> _Aim of the exercise_:
Copy out every line of the data below, from the line containing "Rules: pick out every instance of the wooden" through the line containing "point(1063, 394)", inclusive. Change only the answer coordinates: multiply each one by 2.6 and round it to a whole number, rounding halves up.

> _Dataset content_:
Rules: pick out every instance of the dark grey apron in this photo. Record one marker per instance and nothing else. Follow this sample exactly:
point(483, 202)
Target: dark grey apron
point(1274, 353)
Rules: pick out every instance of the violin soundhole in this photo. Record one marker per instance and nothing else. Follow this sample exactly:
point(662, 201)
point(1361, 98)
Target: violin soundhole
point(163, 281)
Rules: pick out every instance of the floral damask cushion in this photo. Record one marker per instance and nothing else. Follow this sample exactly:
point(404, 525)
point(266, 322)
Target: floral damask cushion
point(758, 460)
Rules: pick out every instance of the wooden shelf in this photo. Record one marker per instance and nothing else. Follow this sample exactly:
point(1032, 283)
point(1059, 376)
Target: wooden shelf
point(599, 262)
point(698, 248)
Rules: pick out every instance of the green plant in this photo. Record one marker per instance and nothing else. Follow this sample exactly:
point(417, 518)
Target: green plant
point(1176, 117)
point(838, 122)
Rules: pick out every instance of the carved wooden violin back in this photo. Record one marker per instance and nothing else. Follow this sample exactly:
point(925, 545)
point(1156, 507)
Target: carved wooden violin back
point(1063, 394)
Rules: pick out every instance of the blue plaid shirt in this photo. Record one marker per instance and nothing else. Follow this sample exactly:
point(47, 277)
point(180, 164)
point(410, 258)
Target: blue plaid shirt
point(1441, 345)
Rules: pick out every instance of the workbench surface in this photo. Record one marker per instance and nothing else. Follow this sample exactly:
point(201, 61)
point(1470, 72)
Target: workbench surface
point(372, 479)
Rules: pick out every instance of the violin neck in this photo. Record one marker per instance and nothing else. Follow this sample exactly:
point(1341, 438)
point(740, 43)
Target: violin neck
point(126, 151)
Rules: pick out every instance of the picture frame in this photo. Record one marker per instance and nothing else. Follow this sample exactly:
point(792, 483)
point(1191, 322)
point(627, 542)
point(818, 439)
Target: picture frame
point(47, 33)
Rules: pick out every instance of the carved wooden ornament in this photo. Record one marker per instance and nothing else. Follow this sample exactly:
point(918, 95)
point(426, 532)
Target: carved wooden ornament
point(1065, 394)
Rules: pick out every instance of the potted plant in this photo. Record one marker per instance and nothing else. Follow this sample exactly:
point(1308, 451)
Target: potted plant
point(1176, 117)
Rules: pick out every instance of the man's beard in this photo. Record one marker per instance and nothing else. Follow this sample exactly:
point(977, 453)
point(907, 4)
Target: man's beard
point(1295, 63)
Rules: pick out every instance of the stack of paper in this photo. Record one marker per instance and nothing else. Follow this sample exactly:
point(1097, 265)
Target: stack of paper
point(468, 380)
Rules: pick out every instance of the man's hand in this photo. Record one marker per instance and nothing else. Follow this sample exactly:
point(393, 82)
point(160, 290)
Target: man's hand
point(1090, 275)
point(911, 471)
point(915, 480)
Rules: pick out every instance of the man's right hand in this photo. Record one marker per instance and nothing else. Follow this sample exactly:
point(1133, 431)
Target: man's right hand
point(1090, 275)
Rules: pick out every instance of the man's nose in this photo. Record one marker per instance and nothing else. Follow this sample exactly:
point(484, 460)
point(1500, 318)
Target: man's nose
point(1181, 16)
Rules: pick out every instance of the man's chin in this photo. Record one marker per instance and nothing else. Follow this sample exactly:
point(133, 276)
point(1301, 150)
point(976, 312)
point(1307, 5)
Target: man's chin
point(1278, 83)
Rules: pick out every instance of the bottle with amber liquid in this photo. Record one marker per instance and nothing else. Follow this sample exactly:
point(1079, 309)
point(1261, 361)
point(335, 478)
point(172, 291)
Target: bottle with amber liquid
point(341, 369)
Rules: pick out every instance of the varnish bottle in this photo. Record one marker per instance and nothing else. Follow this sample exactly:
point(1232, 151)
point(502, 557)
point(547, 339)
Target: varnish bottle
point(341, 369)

> _Exercise answer_:
Rules: pick out every instance of the wooden shelf in this photo. Record one marker per instance and nothing else. Follow this sample exactly:
point(1032, 283)
point(1059, 376)
Target: wooden shelf
point(1557, 681)
point(1815, 645)
Rules: pick out every instance of the green plant in this photo. Record one marker per instance and nothing else. Follow this sample exactly:
point(417, 518)
Target: green plant
point(3058, 304)
point(2179, 317)
Rules: pick out every instance of the carved wooden violin back in this photo. Record one marker per instance and nothing else. Follow this sample exactly:
point(925, 545)
point(1156, 507)
Target: carved wooden violin back
point(2764, 1024)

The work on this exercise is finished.